(Beginning of Records for this task)

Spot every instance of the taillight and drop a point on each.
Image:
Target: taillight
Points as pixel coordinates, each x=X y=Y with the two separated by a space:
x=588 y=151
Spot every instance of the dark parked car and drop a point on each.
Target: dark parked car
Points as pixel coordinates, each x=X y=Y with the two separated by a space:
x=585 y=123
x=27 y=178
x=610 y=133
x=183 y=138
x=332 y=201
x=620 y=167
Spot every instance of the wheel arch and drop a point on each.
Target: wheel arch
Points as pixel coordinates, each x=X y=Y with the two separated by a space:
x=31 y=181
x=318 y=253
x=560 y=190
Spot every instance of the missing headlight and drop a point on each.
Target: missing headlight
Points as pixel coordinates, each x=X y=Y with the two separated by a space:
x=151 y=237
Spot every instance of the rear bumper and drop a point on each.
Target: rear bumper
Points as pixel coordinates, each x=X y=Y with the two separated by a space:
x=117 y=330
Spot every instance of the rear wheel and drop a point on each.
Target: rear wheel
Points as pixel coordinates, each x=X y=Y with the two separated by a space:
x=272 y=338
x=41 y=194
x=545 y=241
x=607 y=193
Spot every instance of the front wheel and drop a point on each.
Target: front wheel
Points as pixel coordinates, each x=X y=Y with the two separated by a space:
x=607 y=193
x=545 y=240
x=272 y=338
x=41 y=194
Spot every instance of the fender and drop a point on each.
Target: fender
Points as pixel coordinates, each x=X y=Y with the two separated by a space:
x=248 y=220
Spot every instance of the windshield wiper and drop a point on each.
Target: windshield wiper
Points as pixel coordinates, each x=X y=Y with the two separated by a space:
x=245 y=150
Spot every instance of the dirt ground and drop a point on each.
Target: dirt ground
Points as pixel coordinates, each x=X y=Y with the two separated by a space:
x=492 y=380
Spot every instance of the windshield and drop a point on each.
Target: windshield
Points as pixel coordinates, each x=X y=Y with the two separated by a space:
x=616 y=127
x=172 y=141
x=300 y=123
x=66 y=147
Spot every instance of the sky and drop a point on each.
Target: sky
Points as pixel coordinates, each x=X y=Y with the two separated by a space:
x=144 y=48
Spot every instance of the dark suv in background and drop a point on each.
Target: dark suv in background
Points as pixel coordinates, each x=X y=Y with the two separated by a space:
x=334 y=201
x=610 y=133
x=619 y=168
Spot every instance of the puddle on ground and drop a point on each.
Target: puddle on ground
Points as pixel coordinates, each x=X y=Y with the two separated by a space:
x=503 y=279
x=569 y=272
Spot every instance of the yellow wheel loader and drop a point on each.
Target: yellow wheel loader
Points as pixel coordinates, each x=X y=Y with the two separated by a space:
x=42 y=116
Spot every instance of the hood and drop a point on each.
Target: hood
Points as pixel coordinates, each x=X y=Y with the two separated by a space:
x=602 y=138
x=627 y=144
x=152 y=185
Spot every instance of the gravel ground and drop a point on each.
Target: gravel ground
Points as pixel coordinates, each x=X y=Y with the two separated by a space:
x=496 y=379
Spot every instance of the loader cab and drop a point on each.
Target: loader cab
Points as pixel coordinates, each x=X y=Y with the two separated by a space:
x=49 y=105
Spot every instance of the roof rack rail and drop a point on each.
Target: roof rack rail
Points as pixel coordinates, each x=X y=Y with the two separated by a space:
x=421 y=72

(End of Records for this task)
(Beginning of Records for this task)

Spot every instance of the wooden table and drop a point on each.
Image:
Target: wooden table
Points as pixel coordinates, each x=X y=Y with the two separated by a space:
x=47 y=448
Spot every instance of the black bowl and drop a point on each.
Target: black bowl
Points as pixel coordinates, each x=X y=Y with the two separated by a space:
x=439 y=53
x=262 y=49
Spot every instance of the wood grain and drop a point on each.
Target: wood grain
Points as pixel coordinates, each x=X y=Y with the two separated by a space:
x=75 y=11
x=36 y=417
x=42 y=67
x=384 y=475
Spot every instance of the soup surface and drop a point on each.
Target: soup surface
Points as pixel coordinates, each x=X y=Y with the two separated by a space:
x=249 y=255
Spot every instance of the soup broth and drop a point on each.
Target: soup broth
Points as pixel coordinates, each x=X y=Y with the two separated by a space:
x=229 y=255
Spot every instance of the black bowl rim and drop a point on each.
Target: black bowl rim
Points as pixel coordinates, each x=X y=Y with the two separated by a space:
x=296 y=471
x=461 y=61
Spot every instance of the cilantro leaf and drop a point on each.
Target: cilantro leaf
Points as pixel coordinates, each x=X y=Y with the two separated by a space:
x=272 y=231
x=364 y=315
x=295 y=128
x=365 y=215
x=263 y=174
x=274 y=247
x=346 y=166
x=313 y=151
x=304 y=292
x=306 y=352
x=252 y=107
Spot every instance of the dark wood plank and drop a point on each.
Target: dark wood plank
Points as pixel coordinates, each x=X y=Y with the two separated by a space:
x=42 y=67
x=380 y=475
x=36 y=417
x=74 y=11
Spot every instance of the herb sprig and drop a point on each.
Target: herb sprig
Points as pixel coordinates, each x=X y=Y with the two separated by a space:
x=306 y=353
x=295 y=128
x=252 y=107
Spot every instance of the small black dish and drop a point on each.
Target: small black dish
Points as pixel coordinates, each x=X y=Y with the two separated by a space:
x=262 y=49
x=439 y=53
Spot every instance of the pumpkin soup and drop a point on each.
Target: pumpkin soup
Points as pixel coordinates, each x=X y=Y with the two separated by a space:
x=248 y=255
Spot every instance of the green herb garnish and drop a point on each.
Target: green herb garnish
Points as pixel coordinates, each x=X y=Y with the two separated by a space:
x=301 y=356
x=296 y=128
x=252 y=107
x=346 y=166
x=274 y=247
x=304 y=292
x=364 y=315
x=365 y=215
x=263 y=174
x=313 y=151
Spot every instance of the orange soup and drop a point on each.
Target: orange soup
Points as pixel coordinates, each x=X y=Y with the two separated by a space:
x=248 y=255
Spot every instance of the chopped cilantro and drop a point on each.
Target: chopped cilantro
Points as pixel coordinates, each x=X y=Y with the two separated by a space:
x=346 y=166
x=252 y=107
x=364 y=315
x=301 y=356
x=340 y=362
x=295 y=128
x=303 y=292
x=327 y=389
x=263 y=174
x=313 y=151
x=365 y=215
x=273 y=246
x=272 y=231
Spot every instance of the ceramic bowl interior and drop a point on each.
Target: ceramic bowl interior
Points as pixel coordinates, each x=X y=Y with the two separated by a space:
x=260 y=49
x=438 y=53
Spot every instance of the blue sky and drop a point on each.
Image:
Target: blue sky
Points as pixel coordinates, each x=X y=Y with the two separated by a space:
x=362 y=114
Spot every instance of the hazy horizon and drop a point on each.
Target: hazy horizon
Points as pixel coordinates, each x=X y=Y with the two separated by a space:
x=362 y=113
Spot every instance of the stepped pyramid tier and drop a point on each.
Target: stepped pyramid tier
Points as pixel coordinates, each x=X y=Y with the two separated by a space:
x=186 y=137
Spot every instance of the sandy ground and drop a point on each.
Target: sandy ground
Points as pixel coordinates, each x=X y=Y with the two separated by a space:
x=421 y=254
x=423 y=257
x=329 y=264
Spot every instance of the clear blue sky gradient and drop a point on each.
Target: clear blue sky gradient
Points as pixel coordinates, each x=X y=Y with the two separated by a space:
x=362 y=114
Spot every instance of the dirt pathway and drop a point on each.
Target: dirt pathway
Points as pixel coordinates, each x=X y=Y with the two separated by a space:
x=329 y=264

(End of Records for this task)

Exercise goal -> Whichever lines of the data include the word "rail", pull them out.

Solution for this exercise ->
Spot every instance of the roof rack rail and drop a point on each.
Target: roof rack rail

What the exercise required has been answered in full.